*What is required*:
Look for "accurate" in the records and copy every line that has it.

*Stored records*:
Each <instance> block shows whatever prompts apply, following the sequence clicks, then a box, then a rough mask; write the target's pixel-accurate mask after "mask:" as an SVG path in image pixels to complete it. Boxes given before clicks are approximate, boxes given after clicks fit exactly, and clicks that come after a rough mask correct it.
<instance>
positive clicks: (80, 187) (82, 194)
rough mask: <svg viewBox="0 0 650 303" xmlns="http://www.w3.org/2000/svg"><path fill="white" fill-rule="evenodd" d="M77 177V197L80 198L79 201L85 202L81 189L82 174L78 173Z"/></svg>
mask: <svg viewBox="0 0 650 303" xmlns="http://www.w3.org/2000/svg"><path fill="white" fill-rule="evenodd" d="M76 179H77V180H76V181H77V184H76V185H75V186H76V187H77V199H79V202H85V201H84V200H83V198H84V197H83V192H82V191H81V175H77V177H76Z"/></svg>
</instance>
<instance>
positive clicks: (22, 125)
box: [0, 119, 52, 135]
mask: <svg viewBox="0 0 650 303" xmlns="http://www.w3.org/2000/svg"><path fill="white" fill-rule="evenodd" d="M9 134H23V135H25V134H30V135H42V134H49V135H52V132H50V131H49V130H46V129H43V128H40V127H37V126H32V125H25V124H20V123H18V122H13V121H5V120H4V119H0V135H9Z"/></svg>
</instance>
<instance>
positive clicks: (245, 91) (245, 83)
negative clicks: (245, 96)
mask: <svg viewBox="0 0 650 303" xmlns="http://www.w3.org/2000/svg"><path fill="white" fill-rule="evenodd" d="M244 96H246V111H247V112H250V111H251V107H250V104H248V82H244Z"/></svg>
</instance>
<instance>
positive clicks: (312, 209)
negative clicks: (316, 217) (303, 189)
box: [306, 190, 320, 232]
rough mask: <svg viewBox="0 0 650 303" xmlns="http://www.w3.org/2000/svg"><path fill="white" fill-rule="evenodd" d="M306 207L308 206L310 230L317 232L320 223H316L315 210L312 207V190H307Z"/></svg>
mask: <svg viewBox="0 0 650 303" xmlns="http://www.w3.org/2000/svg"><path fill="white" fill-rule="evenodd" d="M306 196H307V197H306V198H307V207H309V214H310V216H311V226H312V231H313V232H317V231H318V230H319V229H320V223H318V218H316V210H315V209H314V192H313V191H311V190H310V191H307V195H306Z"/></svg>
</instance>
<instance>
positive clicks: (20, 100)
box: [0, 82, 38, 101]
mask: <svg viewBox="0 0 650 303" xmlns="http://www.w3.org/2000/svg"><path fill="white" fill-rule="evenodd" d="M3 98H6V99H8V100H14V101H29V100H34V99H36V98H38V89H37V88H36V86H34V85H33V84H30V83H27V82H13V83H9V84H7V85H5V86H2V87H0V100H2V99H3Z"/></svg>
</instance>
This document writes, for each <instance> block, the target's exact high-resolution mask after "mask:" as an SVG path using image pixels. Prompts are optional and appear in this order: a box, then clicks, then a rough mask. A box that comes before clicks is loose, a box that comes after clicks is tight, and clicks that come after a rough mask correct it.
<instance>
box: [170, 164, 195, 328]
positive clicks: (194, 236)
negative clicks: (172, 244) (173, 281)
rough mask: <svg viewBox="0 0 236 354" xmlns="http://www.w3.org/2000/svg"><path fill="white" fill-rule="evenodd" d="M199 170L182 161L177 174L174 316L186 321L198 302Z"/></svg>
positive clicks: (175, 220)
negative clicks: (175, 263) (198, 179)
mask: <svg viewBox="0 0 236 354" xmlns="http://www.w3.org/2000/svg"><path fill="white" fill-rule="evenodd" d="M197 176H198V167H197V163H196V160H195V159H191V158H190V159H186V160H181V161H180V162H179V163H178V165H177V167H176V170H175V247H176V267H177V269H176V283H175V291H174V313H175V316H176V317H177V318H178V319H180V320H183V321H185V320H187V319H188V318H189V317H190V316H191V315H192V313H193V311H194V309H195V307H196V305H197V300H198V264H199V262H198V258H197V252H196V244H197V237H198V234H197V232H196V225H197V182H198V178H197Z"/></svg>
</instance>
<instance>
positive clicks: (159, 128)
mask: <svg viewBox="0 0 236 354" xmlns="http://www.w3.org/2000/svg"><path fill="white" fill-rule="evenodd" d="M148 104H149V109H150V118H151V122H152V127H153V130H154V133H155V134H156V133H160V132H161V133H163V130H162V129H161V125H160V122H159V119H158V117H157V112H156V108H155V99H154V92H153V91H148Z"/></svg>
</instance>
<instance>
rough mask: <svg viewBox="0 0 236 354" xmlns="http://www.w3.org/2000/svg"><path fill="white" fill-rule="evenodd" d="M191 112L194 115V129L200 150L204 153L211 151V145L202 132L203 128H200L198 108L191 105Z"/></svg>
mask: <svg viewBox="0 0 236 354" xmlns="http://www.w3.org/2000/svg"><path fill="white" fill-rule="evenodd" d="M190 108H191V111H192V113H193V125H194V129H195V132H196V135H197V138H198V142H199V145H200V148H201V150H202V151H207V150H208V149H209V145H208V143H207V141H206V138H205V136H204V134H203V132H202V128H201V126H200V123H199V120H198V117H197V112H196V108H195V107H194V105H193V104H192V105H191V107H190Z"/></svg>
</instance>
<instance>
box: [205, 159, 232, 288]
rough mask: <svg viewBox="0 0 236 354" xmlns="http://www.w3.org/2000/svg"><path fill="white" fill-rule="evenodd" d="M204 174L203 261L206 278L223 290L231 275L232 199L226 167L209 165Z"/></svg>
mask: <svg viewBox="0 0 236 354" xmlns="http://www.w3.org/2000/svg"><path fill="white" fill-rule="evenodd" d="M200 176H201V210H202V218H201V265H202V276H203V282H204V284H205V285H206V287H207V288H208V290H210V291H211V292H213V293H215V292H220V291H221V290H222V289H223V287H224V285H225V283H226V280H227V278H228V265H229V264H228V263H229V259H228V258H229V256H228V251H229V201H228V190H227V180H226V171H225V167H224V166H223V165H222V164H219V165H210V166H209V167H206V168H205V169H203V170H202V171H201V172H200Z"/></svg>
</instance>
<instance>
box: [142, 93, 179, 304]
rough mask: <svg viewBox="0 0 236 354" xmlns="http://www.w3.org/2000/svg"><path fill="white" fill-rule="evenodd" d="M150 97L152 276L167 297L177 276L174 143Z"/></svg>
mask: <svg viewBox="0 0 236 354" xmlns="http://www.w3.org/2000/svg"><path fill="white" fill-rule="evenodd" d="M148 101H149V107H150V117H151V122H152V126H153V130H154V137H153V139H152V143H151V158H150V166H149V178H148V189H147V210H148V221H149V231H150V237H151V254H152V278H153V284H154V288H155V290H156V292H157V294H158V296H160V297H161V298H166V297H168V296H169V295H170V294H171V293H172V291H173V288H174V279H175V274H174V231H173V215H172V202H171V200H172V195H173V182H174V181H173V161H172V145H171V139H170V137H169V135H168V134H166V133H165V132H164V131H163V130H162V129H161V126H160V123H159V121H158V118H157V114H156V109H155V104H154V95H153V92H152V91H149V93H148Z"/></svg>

...

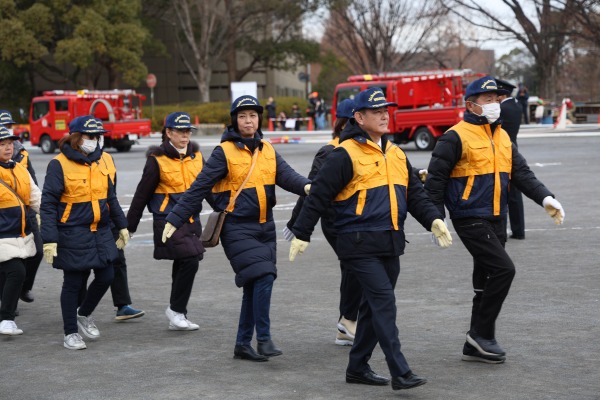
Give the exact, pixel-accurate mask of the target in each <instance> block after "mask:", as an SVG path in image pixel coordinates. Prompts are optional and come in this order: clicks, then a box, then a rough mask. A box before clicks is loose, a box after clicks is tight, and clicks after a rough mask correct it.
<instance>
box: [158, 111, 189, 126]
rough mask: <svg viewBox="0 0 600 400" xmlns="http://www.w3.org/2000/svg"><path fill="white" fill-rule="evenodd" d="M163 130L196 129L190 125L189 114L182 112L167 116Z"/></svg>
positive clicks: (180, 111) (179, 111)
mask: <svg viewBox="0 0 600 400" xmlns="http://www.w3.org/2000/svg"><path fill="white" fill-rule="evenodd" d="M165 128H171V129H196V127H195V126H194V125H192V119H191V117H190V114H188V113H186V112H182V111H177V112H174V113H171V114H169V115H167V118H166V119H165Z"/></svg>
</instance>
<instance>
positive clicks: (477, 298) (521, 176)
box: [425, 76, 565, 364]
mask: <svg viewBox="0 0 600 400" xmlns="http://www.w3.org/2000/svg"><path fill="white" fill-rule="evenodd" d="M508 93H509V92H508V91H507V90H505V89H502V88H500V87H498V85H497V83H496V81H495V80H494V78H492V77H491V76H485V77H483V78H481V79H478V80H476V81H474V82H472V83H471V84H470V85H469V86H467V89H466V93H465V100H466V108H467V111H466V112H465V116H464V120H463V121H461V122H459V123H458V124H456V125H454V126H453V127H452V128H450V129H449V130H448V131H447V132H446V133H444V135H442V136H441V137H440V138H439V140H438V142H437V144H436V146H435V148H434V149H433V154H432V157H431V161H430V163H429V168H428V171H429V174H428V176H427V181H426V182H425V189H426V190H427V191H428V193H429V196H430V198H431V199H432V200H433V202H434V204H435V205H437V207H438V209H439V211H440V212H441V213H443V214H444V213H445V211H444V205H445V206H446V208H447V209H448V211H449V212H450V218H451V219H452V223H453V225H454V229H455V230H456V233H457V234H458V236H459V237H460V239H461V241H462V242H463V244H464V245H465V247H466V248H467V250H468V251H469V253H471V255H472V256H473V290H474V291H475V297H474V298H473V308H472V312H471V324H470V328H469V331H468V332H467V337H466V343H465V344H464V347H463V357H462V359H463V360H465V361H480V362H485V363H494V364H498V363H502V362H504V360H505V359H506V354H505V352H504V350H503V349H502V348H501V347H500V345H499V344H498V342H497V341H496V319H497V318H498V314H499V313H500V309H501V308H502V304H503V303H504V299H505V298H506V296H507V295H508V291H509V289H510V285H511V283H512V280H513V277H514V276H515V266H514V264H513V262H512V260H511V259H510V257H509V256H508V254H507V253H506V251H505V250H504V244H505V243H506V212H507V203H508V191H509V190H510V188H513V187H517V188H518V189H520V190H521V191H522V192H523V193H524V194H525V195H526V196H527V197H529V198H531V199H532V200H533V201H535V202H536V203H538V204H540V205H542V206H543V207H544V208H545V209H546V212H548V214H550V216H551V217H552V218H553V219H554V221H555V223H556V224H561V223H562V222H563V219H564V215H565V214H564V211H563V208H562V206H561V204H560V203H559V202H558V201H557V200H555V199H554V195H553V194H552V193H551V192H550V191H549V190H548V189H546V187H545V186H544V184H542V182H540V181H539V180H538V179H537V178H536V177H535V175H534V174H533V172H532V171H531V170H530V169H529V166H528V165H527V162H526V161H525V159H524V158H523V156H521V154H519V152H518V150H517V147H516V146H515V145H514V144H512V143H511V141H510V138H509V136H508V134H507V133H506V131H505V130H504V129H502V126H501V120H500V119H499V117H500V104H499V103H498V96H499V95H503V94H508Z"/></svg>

*Solution below*:
Each <instance> block shows whatever prompts apply, following the sequence clicks, then a box, then a rough mask; write the target's pixel-accurate mask after "mask:" as an SVG path in image pixels to complete it. Boxes given before clicks are approximate, boxes given after clicks fit exactly, and clicks that come after a rough mask correct it.
Give the exact, pixel-accurate mask of the target in each <instance> block after "mask:", as an SVG path in image pixel coordinates. Prompts are optional and come in this order: clicks, then a box, then a rough mask. A box before clicks is loose, a box after clicks is tight, and clicks after a rough mask correct it.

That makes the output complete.